-------- SELECTION --------
It’s a February afternoon in a ballroom at the Hyatt Regency in Cambridge. Tables ring the room, covered in reams of hand-drawn artwork, rows of brightly colored fur tails and paws and stacks of graphic novels.
Attendees of this year’s Anthro New England convention peruse the merchandise, occasionally stopping to embrace one another. Most sport animal ears, onesies or bushy tails. A good number, though, are dressed up like stylized mascots in detailed, full-body suits complete with foam heads. The suits range from the conventional to the fantastical, representing animals both real and imaginary.
This is a convention for furries, members of a decades-old fandom that’s perhaps one of cosplay culture’s most misunderstood.
Furries share an interest in anthropomorphic animals -- i.e. animals that share human characteristics, like speech or upright walking. They draw them, they create fan fiction and music about them, and most importantly, they take them on as their "alternate identities," called "fursonas." At conventions, most prefer to go by their alternate fursona names.
“You create a character and it reflects a part of you,” Coyote Moon, a Tufts student that attended this year’s con, said.
Coyote Moon is relatively new to the fandom and says that her alter ego, a coyote, is still in development.
“When I was little I used to live on a farm and there were lots of coyotes … They used to peek through my window at night and they scared me a lot, so it’s just part of my childhood, waking up in the middle of the night to see coyotes,” she said.
The final weekend in February saw Anthro New England’s first year. As such, it’s a smaller convention: according to its website, it attracted 757 attendees, while the world's largest furry convention,Anthrocon in Pittsburgh, hosted 5,861 people in 2014. Nevertheless, ANE broke the attendance record for a first-time furry con.
Jordan, also known as Kota, is the systems engineer and director of tech for ANE. He organized the convention along with friends Mollie (Nexus) and James (Logn).
“A lot of the eastern furry community lives [in Boston], so why not bring [a] convention to them?” he said. "So that’s how we really got started on this, that and Boston’s a major transportation hub.”
According to Jordan, cons often support charities and donate much of their revenue to an associated organization, which is often animal-related. This year, ANE supported a group called Massachusetts Vest-A-Dog, which provides police dogs with bulletproof vests.
“[The vests] are quite pricy and honestly the state just doesn’t have enough money to fund every single police dog with a bulletproof vest,” Jordan said. “Mass. Vest-A-Dog helps these police dogs be properly equipped for the job.”
--------
- PROBLEMS AND TASKS -
- A) In the furry convention article, condense the paragraph beginning "The final weekend in February" into a shorter version that keeps its main facts.
- B) According to the furry convention article, which organization did ANE support this year?
- C) Reproduce the part of the furry convention article starting with "Furries share an" and going on through "alternate fursona names.".
The data that comes next is separate from the furry convention article.
-------- DATA LINES --------
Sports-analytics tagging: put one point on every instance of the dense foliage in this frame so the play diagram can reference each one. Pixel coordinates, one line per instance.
--------
- TASK RESPONSES -
- A) Anthro New England held its first convention on the last weekend of February. Its website reports 757 attendees, far fewer than the 5,861 who went to Anthrocon in Pittsburgh, the world's largest furry convention, in 2014. Even so, ANE set the attendance record for a first-time furry convention.

- B) It supported Massachusetts Vest-A-Dog, a group that provides police dogs with bulletproof vests.

- C)
Furries share an interest in anthropomorphic animals -- i.e. animals that share human characteristics, like speech or upright walking. They draw them, they create fan fiction and music about them, and most importantly, they take them on as their "alternate identities," called "fursonas." At conventions, most prefer to go by their alternate fursona names.